Problem statement: After locating the line with "Greenhouse-scouting request: tag the concrete" in the records below, print it and every line after it exactly.

-- Data for this task follows --

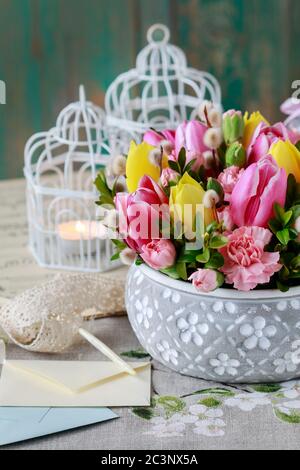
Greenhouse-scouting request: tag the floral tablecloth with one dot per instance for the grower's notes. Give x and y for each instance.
(186, 413)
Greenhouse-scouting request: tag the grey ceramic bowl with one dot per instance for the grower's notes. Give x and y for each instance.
(224, 336)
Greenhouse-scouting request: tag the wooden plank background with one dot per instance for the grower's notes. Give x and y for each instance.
(49, 47)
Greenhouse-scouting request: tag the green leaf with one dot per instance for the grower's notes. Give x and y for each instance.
(283, 236)
(171, 272)
(210, 402)
(203, 257)
(218, 241)
(119, 244)
(293, 418)
(171, 404)
(216, 261)
(287, 217)
(212, 227)
(267, 388)
(144, 413)
(215, 391)
(182, 159)
(279, 212)
(295, 263)
(181, 270)
(136, 354)
(189, 166)
(275, 225)
(174, 166)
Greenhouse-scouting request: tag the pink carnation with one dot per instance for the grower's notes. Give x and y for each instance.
(224, 215)
(205, 280)
(228, 180)
(159, 254)
(246, 263)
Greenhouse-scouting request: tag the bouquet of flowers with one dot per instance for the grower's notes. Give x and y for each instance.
(215, 202)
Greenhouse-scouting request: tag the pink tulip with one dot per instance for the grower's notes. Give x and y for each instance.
(155, 138)
(263, 138)
(140, 213)
(159, 254)
(253, 197)
(228, 179)
(190, 135)
(246, 263)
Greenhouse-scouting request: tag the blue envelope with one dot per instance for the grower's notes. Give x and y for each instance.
(19, 424)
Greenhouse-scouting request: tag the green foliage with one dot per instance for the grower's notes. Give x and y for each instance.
(135, 354)
(210, 402)
(267, 388)
(106, 194)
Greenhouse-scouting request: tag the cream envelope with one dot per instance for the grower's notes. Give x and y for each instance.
(73, 384)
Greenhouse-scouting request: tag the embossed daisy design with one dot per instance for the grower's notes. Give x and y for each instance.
(191, 330)
(258, 334)
(167, 353)
(144, 312)
(223, 364)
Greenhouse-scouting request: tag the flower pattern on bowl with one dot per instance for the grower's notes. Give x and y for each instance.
(167, 353)
(223, 364)
(258, 334)
(286, 363)
(191, 330)
(145, 312)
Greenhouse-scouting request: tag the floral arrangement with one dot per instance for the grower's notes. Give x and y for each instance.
(215, 202)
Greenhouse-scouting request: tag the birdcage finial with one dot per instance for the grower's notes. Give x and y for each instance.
(156, 30)
(82, 96)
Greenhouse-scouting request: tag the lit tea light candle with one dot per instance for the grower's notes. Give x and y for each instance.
(80, 235)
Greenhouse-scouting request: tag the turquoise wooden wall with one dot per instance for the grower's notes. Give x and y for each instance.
(49, 47)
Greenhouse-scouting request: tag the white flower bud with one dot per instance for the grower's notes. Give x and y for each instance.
(119, 165)
(215, 118)
(210, 199)
(213, 138)
(155, 157)
(208, 158)
(127, 256)
(167, 147)
(208, 105)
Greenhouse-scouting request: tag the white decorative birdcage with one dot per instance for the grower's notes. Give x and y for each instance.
(291, 107)
(60, 168)
(161, 91)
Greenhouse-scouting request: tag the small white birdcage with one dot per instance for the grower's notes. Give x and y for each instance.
(60, 168)
(162, 91)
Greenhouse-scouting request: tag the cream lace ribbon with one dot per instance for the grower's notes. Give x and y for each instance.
(46, 318)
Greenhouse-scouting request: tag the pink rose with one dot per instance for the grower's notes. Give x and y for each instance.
(140, 213)
(205, 280)
(168, 176)
(190, 135)
(246, 263)
(159, 254)
(228, 180)
(224, 215)
(259, 187)
(155, 138)
(263, 138)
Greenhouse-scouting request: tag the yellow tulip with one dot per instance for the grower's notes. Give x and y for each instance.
(251, 124)
(138, 165)
(287, 156)
(186, 202)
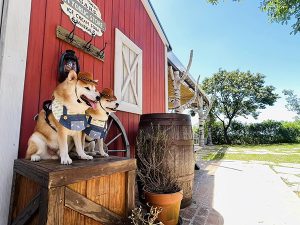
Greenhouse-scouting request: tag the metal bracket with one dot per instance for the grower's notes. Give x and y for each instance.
(86, 46)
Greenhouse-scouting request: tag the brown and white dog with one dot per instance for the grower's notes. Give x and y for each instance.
(65, 119)
(97, 128)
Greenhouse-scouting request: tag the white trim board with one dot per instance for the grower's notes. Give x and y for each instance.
(128, 73)
(13, 56)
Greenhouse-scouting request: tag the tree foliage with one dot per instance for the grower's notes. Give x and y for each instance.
(280, 11)
(238, 94)
(293, 102)
(266, 132)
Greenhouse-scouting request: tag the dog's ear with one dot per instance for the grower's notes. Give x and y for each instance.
(72, 75)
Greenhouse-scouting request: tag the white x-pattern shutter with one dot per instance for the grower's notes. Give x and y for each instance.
(128, 74)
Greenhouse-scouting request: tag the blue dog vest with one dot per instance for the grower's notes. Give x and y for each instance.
(77, 122)
(96, 129)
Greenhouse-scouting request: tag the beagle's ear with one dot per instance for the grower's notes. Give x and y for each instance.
(72, 75)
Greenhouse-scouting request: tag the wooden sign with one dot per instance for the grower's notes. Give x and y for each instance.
(85, 14)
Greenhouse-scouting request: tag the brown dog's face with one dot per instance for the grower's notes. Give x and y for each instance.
(86, 92)
(109, 105)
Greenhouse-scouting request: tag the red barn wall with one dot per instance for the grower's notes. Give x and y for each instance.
(44, 51)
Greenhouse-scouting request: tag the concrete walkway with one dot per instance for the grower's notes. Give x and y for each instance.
(241, 193)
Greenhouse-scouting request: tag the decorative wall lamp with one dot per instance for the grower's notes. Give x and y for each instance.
(68, 61)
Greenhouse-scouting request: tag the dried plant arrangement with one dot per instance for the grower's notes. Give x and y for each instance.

-- Data for this task concluded --

Solution to this exercise:
Greenhouse-scouting request: tag the concrete walkway with one dot per instance for the grower's notes. Give x and y for each instance.
(241, 193)
Greenhouse-scouting request: tag the decorative wall lamp with one dot per instance for the grower's notes. Give x and y for each instance.
(68, 61)
Greenhouse-scouting request: tag the dried plant arrangement with one dot per instance for the grower's notes. Give x and y for each instance.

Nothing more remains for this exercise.